■ Excerpted data ■
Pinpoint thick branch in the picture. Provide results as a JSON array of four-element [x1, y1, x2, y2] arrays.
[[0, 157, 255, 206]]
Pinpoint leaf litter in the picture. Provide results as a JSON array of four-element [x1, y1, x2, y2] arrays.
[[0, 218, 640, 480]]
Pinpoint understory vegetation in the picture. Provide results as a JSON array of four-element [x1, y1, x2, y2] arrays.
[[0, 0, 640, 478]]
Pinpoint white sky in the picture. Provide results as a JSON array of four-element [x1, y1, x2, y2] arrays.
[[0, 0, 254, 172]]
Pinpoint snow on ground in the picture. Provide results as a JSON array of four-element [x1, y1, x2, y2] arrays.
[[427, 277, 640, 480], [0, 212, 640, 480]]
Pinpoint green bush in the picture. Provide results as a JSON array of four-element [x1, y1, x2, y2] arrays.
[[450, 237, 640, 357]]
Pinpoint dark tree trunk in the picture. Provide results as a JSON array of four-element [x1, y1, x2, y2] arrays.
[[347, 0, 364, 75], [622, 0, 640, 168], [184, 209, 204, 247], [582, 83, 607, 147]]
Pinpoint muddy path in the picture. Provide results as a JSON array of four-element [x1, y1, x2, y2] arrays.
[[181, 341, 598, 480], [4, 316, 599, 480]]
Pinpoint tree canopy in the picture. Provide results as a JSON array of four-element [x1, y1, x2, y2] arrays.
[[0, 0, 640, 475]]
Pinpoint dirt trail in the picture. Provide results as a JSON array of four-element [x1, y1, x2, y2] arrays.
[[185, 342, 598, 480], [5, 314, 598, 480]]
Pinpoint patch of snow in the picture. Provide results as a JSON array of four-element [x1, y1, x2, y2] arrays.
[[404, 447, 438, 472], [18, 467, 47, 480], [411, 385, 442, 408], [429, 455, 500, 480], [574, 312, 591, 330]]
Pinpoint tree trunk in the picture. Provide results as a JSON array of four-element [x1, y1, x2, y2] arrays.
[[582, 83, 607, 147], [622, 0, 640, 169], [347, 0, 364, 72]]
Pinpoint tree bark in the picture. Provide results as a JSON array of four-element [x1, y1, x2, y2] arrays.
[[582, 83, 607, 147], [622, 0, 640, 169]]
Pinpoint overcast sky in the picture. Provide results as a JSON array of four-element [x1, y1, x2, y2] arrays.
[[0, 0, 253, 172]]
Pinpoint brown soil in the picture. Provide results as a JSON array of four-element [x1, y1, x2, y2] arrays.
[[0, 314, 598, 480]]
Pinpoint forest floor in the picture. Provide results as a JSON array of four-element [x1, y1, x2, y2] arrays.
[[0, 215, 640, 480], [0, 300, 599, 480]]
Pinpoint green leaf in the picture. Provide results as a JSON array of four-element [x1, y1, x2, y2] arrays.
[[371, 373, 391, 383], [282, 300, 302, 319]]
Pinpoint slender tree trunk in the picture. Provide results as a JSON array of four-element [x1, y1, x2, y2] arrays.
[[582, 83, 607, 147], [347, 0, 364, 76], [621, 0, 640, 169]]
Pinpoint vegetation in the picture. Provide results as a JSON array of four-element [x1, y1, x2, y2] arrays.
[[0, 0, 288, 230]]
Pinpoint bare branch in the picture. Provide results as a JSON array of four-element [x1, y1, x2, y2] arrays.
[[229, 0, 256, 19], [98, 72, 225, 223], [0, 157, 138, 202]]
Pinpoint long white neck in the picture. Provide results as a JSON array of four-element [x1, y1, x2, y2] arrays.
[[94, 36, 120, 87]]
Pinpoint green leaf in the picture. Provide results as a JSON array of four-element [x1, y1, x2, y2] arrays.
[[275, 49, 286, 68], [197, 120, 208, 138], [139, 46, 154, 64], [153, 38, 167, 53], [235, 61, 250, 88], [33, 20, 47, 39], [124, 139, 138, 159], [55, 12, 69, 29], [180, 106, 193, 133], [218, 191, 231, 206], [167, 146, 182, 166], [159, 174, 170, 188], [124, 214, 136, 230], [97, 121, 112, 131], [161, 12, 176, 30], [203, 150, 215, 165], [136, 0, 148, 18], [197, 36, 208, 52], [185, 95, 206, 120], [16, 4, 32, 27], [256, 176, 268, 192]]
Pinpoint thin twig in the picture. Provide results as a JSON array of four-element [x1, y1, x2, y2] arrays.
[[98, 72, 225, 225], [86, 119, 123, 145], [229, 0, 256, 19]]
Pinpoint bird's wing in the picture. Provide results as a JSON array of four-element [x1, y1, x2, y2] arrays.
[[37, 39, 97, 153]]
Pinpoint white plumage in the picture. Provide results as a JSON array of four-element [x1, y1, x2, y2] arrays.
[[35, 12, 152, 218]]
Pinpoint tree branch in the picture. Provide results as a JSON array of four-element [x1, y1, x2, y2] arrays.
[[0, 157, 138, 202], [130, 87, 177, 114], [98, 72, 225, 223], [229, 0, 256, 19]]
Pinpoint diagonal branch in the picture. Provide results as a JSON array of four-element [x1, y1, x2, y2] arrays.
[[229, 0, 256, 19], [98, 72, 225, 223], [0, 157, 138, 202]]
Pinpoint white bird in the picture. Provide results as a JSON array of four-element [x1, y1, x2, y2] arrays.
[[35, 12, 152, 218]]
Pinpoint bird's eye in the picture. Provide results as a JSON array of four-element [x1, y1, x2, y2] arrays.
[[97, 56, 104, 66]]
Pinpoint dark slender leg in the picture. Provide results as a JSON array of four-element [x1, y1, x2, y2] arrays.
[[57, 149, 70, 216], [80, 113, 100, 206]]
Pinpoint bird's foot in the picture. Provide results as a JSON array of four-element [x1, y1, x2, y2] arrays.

* * *

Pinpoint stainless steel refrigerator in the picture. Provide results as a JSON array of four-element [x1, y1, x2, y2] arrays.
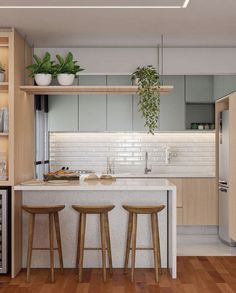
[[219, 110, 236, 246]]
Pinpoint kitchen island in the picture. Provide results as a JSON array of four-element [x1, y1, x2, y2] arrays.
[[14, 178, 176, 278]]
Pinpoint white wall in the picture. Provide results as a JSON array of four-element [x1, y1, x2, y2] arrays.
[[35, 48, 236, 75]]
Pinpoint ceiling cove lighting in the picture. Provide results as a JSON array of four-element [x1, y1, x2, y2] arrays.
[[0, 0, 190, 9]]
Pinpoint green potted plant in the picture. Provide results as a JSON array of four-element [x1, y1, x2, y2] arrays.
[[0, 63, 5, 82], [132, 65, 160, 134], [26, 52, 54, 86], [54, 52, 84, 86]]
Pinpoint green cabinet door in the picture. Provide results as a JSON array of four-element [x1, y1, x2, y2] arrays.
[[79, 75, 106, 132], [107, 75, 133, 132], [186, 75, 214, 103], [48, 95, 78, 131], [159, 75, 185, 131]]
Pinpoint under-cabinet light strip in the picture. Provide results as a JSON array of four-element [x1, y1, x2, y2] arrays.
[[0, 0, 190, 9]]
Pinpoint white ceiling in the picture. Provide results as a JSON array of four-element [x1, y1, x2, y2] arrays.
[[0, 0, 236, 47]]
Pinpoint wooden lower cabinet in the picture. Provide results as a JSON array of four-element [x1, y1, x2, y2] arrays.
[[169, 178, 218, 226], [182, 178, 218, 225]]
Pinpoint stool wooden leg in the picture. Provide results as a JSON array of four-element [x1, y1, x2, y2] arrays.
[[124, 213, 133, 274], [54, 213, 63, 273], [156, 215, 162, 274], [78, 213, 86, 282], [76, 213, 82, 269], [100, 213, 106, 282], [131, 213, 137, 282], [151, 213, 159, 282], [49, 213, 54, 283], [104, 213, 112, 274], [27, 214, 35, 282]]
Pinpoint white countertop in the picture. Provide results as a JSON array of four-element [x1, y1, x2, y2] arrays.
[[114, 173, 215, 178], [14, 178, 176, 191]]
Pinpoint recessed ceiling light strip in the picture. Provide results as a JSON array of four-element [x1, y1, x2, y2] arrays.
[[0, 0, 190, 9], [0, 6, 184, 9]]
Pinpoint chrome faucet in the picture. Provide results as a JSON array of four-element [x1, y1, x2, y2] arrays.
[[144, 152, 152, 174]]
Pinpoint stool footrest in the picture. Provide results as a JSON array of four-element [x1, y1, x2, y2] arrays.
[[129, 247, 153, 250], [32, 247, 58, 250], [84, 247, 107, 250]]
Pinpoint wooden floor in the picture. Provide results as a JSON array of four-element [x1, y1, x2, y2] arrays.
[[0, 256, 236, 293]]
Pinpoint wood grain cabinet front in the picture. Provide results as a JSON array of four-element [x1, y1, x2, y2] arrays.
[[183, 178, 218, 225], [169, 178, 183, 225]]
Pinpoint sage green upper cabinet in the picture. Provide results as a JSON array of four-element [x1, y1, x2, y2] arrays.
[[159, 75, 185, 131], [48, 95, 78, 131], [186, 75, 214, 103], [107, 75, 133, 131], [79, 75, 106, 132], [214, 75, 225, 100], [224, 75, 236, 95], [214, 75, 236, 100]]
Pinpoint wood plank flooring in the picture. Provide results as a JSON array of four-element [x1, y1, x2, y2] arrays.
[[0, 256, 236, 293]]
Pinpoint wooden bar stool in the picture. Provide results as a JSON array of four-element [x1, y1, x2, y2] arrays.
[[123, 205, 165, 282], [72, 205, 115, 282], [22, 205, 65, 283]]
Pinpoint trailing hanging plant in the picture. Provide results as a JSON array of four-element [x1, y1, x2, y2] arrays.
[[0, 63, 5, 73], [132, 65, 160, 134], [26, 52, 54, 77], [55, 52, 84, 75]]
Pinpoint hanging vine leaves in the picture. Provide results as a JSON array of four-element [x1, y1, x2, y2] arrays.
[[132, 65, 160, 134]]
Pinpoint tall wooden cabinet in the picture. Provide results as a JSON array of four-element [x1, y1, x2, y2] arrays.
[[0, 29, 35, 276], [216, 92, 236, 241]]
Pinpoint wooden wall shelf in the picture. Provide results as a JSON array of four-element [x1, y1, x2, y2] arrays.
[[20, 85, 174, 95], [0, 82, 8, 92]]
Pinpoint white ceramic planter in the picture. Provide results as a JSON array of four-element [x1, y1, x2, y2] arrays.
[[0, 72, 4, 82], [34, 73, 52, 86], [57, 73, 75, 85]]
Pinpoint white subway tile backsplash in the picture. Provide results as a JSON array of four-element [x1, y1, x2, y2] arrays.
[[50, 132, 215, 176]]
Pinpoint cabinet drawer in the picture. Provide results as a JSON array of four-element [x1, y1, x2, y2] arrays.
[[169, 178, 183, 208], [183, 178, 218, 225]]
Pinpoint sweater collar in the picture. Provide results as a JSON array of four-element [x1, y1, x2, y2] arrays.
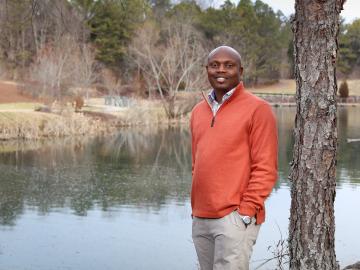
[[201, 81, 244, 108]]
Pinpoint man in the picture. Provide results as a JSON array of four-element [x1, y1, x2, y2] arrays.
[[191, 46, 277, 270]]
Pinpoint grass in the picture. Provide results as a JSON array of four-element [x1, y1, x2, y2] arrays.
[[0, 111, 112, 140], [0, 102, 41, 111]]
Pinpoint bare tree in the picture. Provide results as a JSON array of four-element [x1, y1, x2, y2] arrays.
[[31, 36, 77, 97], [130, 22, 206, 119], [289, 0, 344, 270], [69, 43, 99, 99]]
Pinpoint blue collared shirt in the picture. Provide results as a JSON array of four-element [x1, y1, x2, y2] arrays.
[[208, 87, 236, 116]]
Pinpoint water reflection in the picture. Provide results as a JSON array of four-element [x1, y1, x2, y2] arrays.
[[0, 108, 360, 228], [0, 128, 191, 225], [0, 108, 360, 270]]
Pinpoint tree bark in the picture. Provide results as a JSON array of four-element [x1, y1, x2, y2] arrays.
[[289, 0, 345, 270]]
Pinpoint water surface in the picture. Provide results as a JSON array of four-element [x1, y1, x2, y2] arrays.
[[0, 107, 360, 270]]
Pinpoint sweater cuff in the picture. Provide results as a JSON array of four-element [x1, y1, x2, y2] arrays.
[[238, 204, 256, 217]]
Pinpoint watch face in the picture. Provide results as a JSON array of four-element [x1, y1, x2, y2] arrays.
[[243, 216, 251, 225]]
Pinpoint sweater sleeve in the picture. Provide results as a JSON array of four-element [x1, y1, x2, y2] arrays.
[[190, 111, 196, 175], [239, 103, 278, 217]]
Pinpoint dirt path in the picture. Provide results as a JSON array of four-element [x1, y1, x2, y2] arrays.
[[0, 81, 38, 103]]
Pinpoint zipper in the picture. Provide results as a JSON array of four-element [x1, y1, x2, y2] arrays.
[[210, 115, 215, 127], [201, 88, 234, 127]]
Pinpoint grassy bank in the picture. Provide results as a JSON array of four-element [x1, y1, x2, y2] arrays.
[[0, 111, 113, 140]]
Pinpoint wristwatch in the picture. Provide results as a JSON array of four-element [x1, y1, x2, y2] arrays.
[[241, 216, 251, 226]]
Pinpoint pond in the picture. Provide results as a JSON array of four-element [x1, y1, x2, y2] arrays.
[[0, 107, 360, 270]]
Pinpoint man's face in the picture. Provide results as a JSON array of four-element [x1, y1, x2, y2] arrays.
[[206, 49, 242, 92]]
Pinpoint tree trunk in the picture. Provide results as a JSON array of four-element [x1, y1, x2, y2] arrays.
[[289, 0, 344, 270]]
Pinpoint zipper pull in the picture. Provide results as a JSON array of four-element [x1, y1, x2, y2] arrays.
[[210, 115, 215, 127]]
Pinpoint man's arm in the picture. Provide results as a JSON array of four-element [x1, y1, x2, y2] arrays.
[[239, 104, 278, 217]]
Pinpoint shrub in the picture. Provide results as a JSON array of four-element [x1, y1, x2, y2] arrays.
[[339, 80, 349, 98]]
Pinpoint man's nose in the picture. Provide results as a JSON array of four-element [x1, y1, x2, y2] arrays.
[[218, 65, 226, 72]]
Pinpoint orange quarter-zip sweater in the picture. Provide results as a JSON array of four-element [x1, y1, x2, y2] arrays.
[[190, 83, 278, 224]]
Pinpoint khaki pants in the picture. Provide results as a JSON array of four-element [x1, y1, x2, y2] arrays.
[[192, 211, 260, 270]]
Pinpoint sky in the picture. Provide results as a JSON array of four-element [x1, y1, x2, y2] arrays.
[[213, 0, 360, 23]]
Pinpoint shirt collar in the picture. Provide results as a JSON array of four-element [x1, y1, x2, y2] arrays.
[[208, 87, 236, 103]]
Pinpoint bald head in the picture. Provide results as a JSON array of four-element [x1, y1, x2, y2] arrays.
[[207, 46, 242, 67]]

...

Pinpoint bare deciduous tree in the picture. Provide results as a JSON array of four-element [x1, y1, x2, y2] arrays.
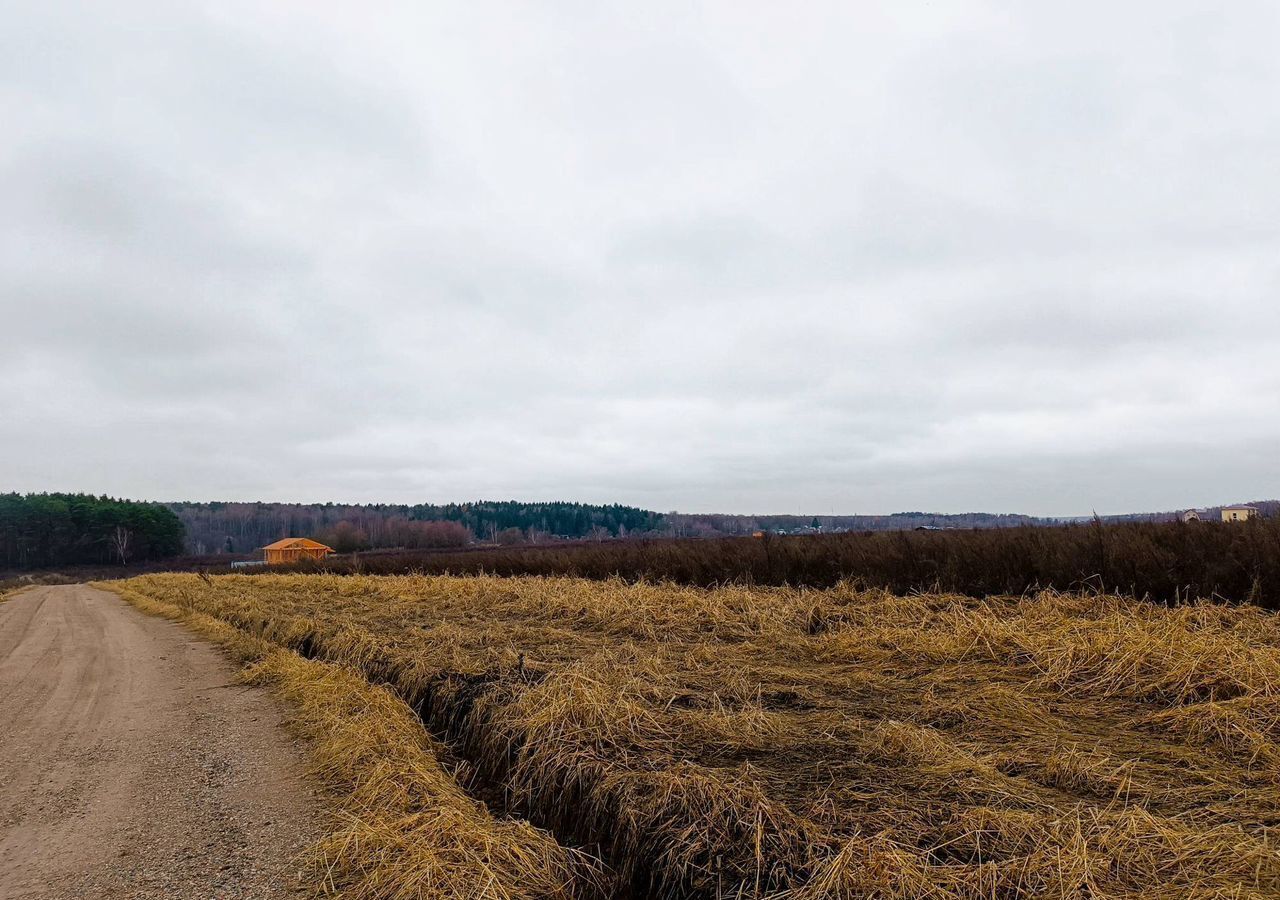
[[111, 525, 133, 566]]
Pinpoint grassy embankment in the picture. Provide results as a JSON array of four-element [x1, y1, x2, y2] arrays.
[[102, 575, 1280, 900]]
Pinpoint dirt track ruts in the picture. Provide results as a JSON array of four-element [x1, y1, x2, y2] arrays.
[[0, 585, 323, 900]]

■ Problem to work on ■
Reproduce word for word the lines of the data above, from the line containing "Pinpoint trailing hanging" through the line containing "[[191, 46, 277, 270]]", including both. Leave out the pictures.

■ Task solution ■
Pinpoint trailing hanging plant in the picture. Provide results as a JSON array of four-element [x1, y1, x2, y2] arrays.
[[0, 63, 5, 73], [132, 65, 160, 134], [26, 52, 54, 77], [55, 52, 84, 75]]
Pinpoint hanging vine leaves in the picture. Provide results as a JSON array of four-element [x1, y1, x2, y2] arrays.
[[132, 65, 160, 134]]
Pinpoint tall wooden cabinet in the picture. Provide results as a JSON array of four-element [x1, y1, x2, y2] arrays.
[[0, 29, 35, 276], [216, 92, 236, 241]]
Pinpoint wooden wall shelf in the picture. Provide results as a JSON array of four-element [x1, y1, x2, y2] arrays.
[[20, 85, 174, 95], [0, 82, 8, 92]]
Pinpoint white ceramic planter in the picture. Provide results as a JSON array of four-element [x1, y1, x2, y2] arrays.
[[0, 72, 4, 82], [34, 73, 52, 86], [57, 73, 75, 85]]
Pinpoint white subway tile backsplash in the picture. Provide results as a JSON array of four-element [x1, y1, x2, y2] arrays.
[[50, 132, 215, 176]]
Pinpoint cabinet drawer in the picture. Provide results as a JSON array of four-element [x1, y1, x2, y2] arrays.
[[169, 178, 183, 208], [183, 178, 218, 225]]
Pinpoint sweater collar in the picture. Provide results as a JSON array of four-element [x1, y1, x2, y2] arrays.
[[201, 81, 244, 108]]
Pinpoint man in the picture. Provide results as a JSON array of four-element [x1, y1, x2, y2] arrays.
[[191, 46, 277, 270]]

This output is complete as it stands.